## DATA SECTION
____

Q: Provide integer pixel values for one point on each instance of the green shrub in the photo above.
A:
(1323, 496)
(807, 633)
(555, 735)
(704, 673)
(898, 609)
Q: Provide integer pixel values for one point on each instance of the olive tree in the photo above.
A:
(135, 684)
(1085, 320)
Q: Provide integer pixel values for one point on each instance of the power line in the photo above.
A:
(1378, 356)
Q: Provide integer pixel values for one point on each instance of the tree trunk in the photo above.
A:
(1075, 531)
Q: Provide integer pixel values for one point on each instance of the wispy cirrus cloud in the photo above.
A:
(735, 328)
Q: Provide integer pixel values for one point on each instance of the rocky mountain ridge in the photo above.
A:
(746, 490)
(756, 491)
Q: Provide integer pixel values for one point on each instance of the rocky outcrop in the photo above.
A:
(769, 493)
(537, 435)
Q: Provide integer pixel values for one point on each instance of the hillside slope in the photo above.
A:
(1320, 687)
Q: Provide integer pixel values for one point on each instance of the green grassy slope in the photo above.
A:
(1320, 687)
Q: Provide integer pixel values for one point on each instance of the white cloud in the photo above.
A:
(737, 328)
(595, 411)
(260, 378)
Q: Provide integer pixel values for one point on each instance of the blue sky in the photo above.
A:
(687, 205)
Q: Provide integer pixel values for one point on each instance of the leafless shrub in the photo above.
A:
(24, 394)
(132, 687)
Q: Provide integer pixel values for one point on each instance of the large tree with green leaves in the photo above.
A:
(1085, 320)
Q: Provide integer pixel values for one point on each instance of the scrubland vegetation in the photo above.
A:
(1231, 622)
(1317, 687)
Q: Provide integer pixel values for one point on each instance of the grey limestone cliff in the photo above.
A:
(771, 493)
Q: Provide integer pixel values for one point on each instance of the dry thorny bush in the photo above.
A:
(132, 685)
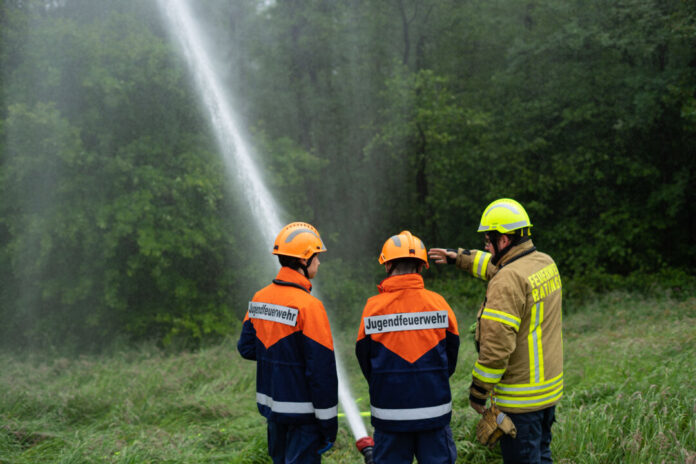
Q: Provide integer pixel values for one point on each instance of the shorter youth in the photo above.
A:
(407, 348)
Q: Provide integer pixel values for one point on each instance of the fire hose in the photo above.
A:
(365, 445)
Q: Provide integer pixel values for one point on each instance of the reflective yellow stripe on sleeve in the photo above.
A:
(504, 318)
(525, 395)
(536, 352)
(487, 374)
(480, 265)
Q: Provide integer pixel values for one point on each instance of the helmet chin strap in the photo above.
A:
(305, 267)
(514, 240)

____

## INSTRUCTIONS FOR THE TASK
Print every record exactly, without the pictures.

## WRITTEN SOLUTION
Q: Provide integer pixel values for one point on each instance of the green shrub in the photo above.
A:
(1323, 496)
(807, 633)
(555, 735)
(704, 673)
(898, 609)
Q: Provide integer pixel values for one point on each instance of the olive tree in the photo above.
A:
(135, 684)
(1085, 320)
Q: Provide integer pixel values for one point on each instance of the power line in the photo above.
A:
(1378, 356)
Q: Provide integer pixel values for one point on each instance of the tree trunk in the photo above.
A:
(1075, 531)
Q: Provide integer pixel values for one point on each instance of the wispy cirrus cloud in the photo above.
A:
(735, 328)
Q: Provide integer pixel values for one point on each instance of the rocky mountain ridge in the photo above.
A:
(746, 490)
(756, 491)
Q: Provide integer pixel values for one point on each instance of the rocky outcrop in the photo above.
A:
(769, 493)
(537, 435)
Q: Provide integer pixel values for one point on each instance of the hillside slope in the photo above.
A:
(1320, 687)
Q: Provide integer pixel values for one point on each instance of the green grassy slope in the photo above.
A:
(1320, 687)
Q: Provide integer pixel values for one point on each instance of the white cloud in the photo above.
A:
(737, 328)
(595, 411)
(260, 378)
Q: Provide integer pixel values for one point on each instance of the blue sky in the photo above.
A:
(687, 205)
Q: Provide integer pixel values for one point on each instance of the leafless shrub in the photo above.
A:
(24, 394)
(132, 687)
Q: Provide integer pixel values for one point on each instance of the large tree with green leaves in the photo above.
A:
(1085, 320)
Q: Provide integer pixel values for one point on each instance of the scrubland vegetation in the photo above.
A:
(1231, 622)
(1317, 687)
Q: Provide integer pixel values for one point on each instance of the grey limestone cliff in the photo above.
A:
(771, 493)
Q: Provide integer pixel values for one point on each instance of the dry thorny bush in the photo above.
A:
(132, 685)
Q: Provide integer pixel values for one point on each instance of the shorter youth in the photo above.
A:
(407, 348)
Q: Provide integer pixel values for one point on each instance of the fire hose in the photo above.
A:
(365, 445)
Q: Provide integer pixel values for one point on each instance of the reflective yellow stripe on sleeve in the photo above.
A:
(504, 318)
(525, 395)
(536, 352)
(487, 374)
(480, 265)
Q: Provide integer pixel values for one point on each instance of the helmet chin strap in the photo above.
A:
(305, 267)
(514, 240)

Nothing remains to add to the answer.